### Page:
## BEGIN

Tuesday, March 18, 2008

Big Brother - Season 9, Episode 16 Recap

I’m back! After a fantastic weekend in Minneapolis, I’m home tonight to see what I missed over the weekend. I’ve read some reports, but I have yet to see any footage of the veto competition or meeting. This should be interesting; the episode has potential to be far more intriguing than I thought it would be when I left town Saturday morning.

We know the drill here – recap of the HOH comp followed by the nominees. Now we carry on with the reactions to the nominations. Sheila babbles but I really don’t hear what she has to say. Natalie is still grateful four days later that James has kept her word to not nominate her or Matt, who is for once actually happy with Natalie. He takes into the storage room (not for the reasons you might think) and tells her that there should be more people like her. Of course, she can’t just take a compliment without extending it further. “You make it seem like a big deal. It just came natural to me.” Stupid Matt butters her up by telling her he’d throw himself under the bus for her, but all she wants is “another massage”. We know, Natalie.

Ryan and Josh still seem to have their secret alliance, but Josh has more of a “whatever” attitude in his diary room interview. Meanwhile, Sheila’s sulking in the bedroom when Ryan comes in to chat. “I didn’t know there were rules that people weren’t supposed to lie in this game”, she complains. Well, Sheila, there isn’t, but common sense says that when you do lie the idea is to not let anybody catch you in your lie. “I gotta go out and kick ass and when POV.” Hahahaha – this from the woman who hasn’t won anything yet. “We need a miracle,” she adds…

…which leads into tonight’s religion study. Matt, Ryan, and Adam are discussing Bible verses, and it really is a meeting of the no-minds. The only way they can understand it is to relate it to the Indiana Jones movies. Matt comes up with this wonderful plan to go find the Holy Grail. Yeah, that will work out well for you brain surgeons.

## END

### Supplied records:

## BEGIN

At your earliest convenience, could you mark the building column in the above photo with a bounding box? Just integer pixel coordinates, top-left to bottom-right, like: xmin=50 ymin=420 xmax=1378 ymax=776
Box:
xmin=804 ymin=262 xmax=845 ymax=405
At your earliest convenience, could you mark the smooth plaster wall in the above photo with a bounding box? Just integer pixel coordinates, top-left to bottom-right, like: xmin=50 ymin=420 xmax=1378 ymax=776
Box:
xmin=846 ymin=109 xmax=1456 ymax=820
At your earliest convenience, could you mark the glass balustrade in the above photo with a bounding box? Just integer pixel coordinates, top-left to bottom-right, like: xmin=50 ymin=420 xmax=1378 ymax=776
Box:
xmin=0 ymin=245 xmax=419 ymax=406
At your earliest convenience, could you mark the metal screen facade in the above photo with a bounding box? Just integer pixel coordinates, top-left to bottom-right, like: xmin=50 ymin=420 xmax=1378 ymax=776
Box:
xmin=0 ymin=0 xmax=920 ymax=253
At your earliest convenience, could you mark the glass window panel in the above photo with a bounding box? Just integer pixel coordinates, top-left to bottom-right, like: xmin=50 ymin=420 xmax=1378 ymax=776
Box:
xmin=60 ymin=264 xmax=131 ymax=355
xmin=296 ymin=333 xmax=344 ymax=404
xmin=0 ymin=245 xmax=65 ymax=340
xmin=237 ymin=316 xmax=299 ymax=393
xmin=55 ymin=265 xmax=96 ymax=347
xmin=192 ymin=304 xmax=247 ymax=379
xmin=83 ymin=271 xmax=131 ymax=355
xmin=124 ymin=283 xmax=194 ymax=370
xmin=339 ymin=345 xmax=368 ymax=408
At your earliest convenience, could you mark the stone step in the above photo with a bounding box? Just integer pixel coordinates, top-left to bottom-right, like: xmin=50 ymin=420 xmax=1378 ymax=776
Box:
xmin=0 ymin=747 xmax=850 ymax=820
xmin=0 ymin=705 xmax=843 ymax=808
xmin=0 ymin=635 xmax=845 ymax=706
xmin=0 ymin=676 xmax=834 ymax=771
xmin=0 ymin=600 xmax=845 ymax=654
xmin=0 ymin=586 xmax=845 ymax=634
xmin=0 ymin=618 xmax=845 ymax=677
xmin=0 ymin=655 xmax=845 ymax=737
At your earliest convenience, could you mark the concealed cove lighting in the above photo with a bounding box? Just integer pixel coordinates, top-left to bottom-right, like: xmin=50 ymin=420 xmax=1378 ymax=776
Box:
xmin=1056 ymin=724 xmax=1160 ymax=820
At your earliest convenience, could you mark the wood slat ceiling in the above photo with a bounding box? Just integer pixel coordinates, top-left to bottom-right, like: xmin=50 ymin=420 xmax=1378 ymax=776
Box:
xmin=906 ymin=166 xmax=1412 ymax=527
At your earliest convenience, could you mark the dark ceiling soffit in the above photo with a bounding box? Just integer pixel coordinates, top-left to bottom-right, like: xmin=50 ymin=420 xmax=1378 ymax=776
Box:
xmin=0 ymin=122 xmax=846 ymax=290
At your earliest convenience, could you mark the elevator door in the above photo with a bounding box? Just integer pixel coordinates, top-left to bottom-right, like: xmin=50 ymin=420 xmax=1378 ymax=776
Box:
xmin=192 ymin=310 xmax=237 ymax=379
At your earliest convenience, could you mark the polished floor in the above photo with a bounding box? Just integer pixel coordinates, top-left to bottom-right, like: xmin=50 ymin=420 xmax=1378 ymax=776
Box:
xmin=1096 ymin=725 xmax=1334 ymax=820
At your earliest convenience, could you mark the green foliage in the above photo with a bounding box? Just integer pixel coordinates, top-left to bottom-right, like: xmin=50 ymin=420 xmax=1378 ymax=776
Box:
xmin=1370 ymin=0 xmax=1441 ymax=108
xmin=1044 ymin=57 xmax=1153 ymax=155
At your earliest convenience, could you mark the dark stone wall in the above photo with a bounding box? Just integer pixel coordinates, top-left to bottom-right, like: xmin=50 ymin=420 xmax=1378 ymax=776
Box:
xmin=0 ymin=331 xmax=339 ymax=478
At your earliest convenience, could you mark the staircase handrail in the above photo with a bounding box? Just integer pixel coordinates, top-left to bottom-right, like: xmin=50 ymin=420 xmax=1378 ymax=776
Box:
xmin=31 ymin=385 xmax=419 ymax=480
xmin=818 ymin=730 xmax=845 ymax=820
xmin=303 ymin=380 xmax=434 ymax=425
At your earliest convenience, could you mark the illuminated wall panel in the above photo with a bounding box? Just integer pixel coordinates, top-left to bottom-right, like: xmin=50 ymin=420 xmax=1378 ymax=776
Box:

## END

### To-do list:
1) In the Big Brother recap, where did the writer spend the weekend?
2) Write the next part of the Big Brother recap, picking up after its final sentence.
The rows play no part in what follows.

### Answers to the exercise:
1) Minneapolis.

2)
Poor Adam comes out with coffee to find silly Sheila sitting outside. Funny how she is now apologizing for everything she’s ever done or said to him. “Your actions over the last couple of weeks have shown me what type of person you really are…I hated being mean to you.” The timing for this big apology is certainly interesting.

Natalie is now sitting outside with James, Chelsia, and Josh, and after a clip of Ryan complaining to Natalie about voting to bring back James, she explains that it seemed like the right thing for her to do. Josh asks who the mystery third vote was against James. It’s either Matt or Adam, and James vows to get “to the bottom of this”. Natalie lies to Sharon about this very subject, but Sharon says the truth will come out soon enough. In fact, Sharon claims in the diary room she immediately knew Nat was lying. (BTW, I’m sure that’s the token Sharon sighting in this episode.)

It’s now cheese time. The guinea pig cage mysteriously has blocks with letters that spell out P.O.V., and it’s just shocking to everybody. Sheila says as soon as she saw these blocks she knew she “desperately” needed to win POV. Right, you silly twit, you already said that ten minutes ago. She teams up with brain surgeons Matt and Natalie to figure out what the blocks mean. Natalie tells her to study all night long, which somehow means to Sheila that it indicates she doesn’t have her or Adam’s vote. Instead of studying, she goes off to cry herself to sleep…which I’m sure has happened a lot over the course of her life.

While Sheila’s sleeping, Natalie joins the rest of the cast and they dish about her psychosis. Natalie reports that Sheila had told her, “if you win, or anybody wins, and don’t take me off I’m going to be so pissed.” A bit later, they come up with the idea to prank her by saying the POV is happening right that minute. I have to admit that, while cheesy, this is pretty damned funny.

We finally move on to the POV. James pulls out Matt’s name, and Sheila gets Chelsia. Natalie really wants that final slot, but it goes to Joshuah, which makes Ryan happy. James chooses Natalie to be the host, though, so she’s happy for a change. Sheila still thinks she’s going to win. She really is a silly, delusional woman.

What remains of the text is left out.